### Work to be completed:
State, as a number alone, how many lines in the material below contain the word "window".

### Data provided:
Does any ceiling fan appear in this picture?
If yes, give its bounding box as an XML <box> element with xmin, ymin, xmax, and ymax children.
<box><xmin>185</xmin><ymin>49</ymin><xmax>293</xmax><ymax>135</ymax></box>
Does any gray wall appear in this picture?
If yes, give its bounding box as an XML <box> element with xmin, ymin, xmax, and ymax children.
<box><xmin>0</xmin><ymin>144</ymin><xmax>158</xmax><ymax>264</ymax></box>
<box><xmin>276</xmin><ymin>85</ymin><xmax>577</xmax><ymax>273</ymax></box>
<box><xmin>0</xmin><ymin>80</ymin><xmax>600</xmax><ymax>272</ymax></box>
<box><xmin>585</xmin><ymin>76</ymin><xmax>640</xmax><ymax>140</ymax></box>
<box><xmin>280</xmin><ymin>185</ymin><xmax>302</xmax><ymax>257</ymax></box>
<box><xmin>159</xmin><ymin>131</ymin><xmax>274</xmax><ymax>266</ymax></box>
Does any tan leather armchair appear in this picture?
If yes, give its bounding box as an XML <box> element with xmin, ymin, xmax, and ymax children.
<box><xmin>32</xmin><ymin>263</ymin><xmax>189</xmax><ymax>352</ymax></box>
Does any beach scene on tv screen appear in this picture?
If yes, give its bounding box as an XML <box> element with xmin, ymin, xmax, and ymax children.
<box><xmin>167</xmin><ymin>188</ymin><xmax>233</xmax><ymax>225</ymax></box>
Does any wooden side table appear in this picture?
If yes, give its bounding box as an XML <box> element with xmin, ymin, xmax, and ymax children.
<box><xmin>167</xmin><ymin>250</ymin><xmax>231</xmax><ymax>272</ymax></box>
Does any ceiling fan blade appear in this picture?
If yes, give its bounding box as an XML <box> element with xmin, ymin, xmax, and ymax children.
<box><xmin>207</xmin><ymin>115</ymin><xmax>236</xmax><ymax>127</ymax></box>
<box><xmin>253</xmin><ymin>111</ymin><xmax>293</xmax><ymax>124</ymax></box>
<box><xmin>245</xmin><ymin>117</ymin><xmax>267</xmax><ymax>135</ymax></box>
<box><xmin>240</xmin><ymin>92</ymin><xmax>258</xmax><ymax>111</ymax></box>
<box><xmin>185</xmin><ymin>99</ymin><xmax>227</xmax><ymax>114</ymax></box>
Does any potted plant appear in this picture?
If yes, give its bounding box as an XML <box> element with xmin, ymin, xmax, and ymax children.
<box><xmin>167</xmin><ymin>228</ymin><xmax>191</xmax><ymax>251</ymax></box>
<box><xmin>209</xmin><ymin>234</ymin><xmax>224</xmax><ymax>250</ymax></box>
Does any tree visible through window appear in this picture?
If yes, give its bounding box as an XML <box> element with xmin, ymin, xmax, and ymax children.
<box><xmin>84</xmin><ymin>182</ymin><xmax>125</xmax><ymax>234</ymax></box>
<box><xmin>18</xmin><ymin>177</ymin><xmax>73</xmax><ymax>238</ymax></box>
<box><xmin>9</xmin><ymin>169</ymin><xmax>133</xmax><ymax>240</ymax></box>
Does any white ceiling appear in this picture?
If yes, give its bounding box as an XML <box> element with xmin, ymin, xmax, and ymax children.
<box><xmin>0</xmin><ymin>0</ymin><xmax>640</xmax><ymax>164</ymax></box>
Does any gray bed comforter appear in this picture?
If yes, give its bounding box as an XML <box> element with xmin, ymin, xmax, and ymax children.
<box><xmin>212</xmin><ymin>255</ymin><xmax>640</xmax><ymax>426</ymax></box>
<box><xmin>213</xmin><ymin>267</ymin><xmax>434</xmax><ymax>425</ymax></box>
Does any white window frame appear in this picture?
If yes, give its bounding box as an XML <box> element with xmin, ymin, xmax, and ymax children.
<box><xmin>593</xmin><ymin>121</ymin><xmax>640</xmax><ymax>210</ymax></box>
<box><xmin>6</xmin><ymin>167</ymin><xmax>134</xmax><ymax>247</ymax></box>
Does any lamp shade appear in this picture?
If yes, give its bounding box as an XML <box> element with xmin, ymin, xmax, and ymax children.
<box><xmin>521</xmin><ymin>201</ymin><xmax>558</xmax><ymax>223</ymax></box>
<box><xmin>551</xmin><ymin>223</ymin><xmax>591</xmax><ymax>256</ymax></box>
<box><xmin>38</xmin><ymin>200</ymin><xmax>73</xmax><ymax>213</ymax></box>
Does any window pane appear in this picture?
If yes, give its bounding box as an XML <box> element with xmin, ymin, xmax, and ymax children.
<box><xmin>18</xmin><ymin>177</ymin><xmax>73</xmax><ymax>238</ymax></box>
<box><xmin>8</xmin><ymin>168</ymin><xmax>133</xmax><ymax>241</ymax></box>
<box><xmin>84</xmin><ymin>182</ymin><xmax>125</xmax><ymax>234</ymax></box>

### Final answer:
3